Continue the blog post answering the book questionnaire, starting right after its last sentence.

ARTICLE:
►

I’ve been “tagged” to take part in this game, but I think I might revisit it a few times. Here’s my first attempt:
1. One book that changed your life:
Fr Fenton nominated Ceremony and Celebration by Paul H D Lange, and yes, I guess that did have a bit of an impact. But so did Eugene Peterson’s “Working the Angles” (I remember being on vicarage reading a passage which said that the pastor’s role is not simply a series of jobs to do, when the door of the other office slammed open and my vicar-father emerged saying “Well, that’s that job done, now for a cup of coffee!”). Perhaps Herman Sasses’ Here we stand could be in for a running… But in the end, I would have to say that two books combined to finally change my life all together: Joyce Little’s “The Church and the Culture Wars” and Cardinal Ratzinger’s “Called to Communion”. After reading those two books I became a Catholic.
[Reader: They said one book, not five.
Schütz: As Michelangelo said to the Pope in the Monty Python skit: “One?”]
2. One book that you’ve read more than once:
Well, along with many others, I would have to nominate “Lord of the Rings” here.
3. One book you’d want on a desert island:
I should say the Bible, but I will show how far down the slippery slope of Catholicism I have fallen by nominating Joseph Ratzinger’s “Introduction to Christianity”. I might finally get the time to give every sentence the attention it deserves. I generally advise people to take it in bite-sized chunks and to chew slowly.

◄

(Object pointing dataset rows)
►

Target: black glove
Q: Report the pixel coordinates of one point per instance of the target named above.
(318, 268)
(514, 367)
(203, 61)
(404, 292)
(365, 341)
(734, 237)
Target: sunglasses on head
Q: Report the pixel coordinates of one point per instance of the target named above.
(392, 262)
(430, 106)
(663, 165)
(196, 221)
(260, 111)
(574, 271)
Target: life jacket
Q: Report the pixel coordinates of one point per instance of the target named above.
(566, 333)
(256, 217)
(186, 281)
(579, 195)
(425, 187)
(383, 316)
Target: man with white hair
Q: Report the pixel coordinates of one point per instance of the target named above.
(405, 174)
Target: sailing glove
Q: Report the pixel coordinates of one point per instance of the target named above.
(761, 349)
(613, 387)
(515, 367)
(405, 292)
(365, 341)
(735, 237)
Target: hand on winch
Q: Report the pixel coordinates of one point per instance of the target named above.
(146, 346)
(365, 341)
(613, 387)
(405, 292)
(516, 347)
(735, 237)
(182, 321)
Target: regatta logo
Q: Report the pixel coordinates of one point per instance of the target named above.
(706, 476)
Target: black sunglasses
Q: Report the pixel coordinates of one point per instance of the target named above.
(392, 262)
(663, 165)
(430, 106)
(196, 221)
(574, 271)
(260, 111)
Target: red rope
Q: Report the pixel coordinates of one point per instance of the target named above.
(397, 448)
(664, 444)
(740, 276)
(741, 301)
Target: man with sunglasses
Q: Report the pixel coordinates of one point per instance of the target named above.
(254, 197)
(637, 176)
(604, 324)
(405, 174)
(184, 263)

◄

RESULT OF THE TASK:
4. One book that made you laugh:
Douglas Adams “Hitchhikers Guide to the Galaxy”. Actually, all five books in the trilogy (sic). I love the line that goes “The huge yellow spaceships hung in the air in exactly the same way that bricks don’t.” Masterpiece.
5. One book that made you cry:
Actually, this is an odd one, but I’m going to nominate Stephen Lawhead’s “Byzantium”. I don’t normally get teary about books, but I can remember being terribly moved by the ending to this one.
6. One book that you wish had been written:
“Interfaith Dialogue for Dummies” (the sequel to “Ecumenism for Dummies”).
7. One book that you wish had never been written:
I’m sorry, but this is a bit obvious: Dan Brown’s “Da Vinci Code”. There are probably others, like “Mein Kampf” that would be in for the running, but it would be a close fought race.
8. One book you’re currently reading:
Like Fr Marco, I also have books all over the place. The Petrine Ministry: Catholics and Orthodox in Dialogue edited by Walter Kasper is in my office at work. Next to my bed is N.T. Wright’s The New Testament and the People of God, the first volume in his multi-volume work on New Testament history. And in the car, the audio-book of Rumpole’s Last Case (I’m taking a break from attempting to listen to all 25 of Alexander Kent’s Richard Bolitho series).
9. One book you’ve been meaning to read:
The Koran. (I’m waiting for either a decent translation or for when I have finally learnt Arabic…)
10. Tag others.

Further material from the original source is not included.